Stored items
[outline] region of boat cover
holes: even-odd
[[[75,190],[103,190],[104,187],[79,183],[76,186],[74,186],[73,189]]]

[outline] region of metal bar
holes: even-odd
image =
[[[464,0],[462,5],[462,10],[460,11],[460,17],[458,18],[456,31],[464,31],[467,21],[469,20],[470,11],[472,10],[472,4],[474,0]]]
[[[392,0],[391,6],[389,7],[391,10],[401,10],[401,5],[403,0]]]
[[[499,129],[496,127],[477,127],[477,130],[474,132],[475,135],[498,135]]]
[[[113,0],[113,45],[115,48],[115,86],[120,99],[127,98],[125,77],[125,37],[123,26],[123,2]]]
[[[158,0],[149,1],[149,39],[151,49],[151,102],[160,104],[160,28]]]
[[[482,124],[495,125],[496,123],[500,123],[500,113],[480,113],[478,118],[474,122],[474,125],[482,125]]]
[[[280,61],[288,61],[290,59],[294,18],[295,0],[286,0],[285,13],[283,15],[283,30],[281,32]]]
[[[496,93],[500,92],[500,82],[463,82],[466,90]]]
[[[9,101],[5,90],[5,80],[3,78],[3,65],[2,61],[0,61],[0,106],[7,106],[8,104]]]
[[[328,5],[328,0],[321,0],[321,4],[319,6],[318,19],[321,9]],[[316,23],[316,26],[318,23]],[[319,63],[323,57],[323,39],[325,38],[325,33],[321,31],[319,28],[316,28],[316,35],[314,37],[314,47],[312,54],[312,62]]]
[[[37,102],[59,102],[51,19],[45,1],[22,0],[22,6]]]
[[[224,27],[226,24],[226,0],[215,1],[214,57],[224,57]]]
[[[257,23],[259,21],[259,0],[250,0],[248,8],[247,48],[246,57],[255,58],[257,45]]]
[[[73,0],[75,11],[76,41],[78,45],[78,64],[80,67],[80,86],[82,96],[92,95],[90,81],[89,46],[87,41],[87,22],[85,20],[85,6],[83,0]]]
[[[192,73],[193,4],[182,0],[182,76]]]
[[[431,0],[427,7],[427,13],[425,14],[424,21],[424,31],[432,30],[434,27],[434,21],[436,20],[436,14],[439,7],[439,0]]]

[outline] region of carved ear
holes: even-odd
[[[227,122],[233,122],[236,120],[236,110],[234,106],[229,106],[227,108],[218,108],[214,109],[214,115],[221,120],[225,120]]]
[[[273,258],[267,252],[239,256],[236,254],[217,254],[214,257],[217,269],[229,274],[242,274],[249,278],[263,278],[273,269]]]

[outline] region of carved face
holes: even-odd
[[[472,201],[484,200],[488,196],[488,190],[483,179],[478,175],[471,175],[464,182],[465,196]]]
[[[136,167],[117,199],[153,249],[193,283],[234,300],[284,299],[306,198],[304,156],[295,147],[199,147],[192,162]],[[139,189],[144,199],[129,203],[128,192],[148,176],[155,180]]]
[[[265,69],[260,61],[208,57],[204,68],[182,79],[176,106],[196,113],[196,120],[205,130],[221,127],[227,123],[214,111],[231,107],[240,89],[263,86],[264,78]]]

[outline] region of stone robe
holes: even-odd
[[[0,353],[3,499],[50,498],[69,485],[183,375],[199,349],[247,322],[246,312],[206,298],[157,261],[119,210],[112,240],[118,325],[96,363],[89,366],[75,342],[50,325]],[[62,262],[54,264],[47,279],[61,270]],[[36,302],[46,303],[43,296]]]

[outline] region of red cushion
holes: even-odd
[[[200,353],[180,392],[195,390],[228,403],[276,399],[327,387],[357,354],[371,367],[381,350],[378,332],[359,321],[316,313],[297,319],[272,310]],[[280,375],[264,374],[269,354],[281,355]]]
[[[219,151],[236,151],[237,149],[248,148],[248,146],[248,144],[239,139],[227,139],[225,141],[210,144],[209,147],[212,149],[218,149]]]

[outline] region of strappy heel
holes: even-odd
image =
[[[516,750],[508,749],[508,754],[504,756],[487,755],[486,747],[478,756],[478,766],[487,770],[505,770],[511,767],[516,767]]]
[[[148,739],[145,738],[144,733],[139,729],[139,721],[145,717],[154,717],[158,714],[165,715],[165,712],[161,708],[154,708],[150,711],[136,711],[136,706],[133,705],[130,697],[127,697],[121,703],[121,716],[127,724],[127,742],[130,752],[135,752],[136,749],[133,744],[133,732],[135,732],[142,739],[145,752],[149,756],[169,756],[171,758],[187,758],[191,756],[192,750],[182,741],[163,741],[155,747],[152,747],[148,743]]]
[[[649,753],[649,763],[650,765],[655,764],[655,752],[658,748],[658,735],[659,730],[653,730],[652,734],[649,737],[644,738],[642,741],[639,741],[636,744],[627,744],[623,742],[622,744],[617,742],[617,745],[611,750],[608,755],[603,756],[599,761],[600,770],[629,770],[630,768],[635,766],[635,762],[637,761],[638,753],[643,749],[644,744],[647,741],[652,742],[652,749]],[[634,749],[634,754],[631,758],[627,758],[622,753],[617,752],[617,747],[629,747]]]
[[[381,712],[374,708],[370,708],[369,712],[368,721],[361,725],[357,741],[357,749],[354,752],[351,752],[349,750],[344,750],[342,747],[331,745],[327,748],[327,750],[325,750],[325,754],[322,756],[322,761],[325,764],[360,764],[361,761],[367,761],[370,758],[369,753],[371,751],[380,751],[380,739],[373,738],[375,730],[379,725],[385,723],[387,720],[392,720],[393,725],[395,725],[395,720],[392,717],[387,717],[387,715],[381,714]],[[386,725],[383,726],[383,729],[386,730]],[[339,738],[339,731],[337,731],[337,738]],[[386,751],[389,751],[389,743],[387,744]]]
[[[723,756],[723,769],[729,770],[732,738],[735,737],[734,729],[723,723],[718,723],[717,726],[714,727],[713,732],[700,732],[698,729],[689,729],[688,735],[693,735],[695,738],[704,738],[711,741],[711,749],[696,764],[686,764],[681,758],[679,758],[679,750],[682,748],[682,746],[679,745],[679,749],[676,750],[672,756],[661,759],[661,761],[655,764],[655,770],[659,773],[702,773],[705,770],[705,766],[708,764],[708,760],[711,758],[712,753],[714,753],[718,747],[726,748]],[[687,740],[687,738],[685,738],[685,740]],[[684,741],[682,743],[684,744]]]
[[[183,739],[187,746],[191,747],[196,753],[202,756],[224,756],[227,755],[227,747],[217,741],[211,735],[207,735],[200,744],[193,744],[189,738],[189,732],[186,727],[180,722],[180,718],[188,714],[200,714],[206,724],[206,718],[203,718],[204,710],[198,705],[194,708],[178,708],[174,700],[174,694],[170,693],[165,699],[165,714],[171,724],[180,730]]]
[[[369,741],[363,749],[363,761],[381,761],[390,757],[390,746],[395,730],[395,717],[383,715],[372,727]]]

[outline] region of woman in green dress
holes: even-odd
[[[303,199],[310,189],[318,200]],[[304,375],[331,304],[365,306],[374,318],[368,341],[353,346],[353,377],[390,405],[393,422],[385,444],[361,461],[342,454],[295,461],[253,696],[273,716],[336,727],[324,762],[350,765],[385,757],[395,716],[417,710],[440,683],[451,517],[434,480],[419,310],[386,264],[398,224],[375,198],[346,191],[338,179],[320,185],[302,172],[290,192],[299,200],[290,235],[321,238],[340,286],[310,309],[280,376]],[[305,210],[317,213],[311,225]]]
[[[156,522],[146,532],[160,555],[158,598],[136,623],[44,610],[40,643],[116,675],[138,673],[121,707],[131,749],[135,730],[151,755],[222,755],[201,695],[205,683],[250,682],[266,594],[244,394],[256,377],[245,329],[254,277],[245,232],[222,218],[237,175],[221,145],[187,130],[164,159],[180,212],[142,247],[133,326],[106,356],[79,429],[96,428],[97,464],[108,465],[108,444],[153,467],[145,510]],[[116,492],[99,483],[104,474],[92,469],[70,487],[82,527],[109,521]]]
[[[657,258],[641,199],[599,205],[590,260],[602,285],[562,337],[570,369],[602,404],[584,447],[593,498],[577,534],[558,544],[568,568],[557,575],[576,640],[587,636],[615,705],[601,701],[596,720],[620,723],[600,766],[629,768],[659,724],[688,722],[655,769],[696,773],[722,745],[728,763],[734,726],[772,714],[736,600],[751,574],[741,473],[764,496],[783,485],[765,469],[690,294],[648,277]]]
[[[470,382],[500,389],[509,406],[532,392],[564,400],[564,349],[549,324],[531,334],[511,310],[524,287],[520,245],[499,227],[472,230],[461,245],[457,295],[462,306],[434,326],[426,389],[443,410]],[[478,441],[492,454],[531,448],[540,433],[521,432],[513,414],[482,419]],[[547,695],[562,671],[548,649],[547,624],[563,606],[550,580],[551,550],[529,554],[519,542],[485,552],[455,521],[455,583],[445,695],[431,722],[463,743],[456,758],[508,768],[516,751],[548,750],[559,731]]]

■ **Exercise directions**:
From the data above, pick out each line containing "region" and copy it.

■ **Finished task**:
[outline] region of boat cover
[outline] region of metal bar
[outline] region of carved ear
[outline] region of carved face
[outline] region of stone robe
[outline] region of red cushion
[outline] region of strappy heel
[outline] region of woman in green dress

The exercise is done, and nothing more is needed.